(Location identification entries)
========================================================================

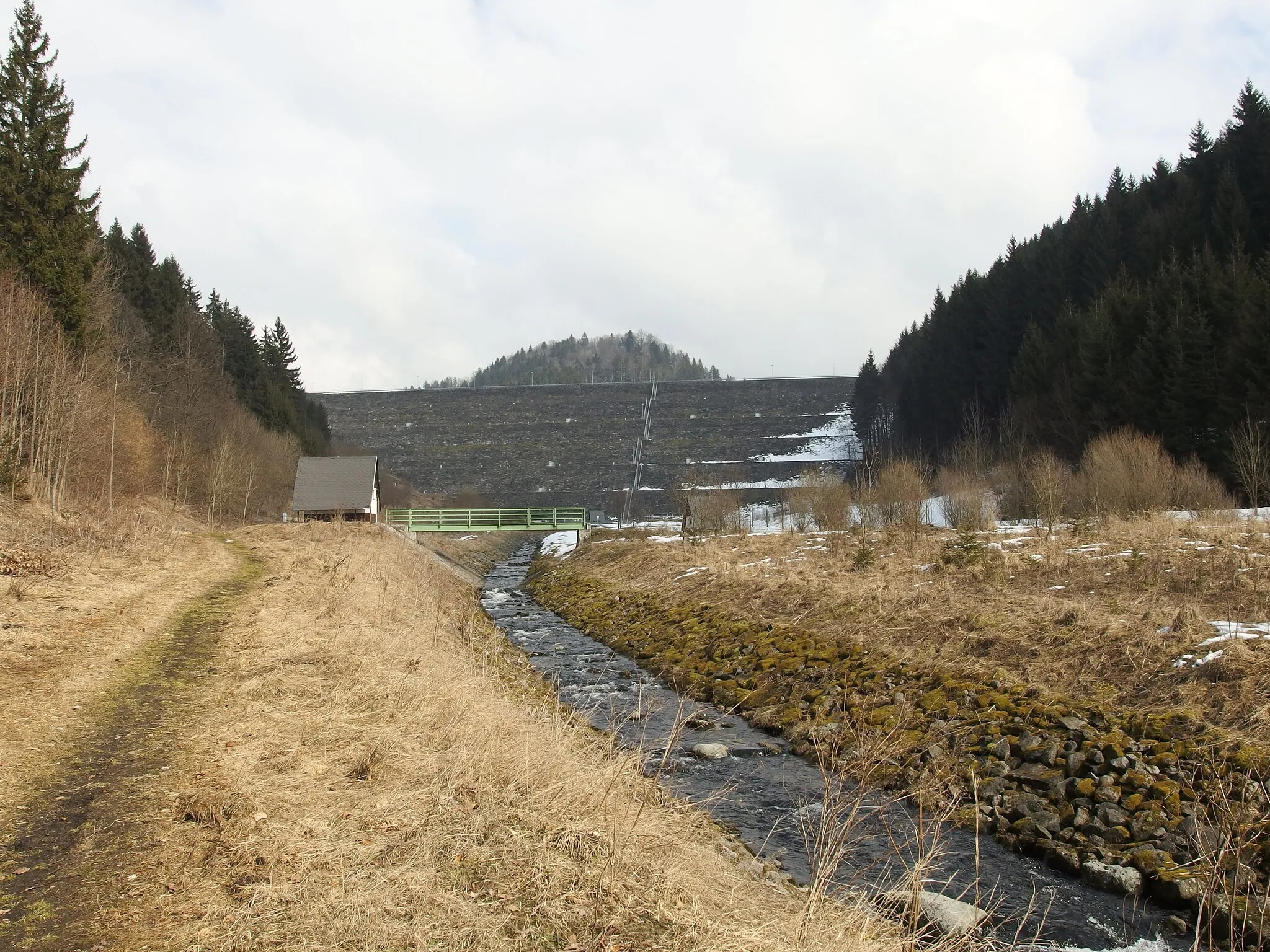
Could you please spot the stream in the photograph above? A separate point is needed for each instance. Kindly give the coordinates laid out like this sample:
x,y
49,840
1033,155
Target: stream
x,y
771,798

========================================================================

§ **Directions**: Copy the lines above word for word, leaving out the pictures.

§ **Result of this exercise**:
Could you please spot the stream in the photograph above? A separate point is needed for each instance. Kindly give the coordinates laid out like this sample:
x,y
49,840
1033,155
Target: stream
x,y
771,798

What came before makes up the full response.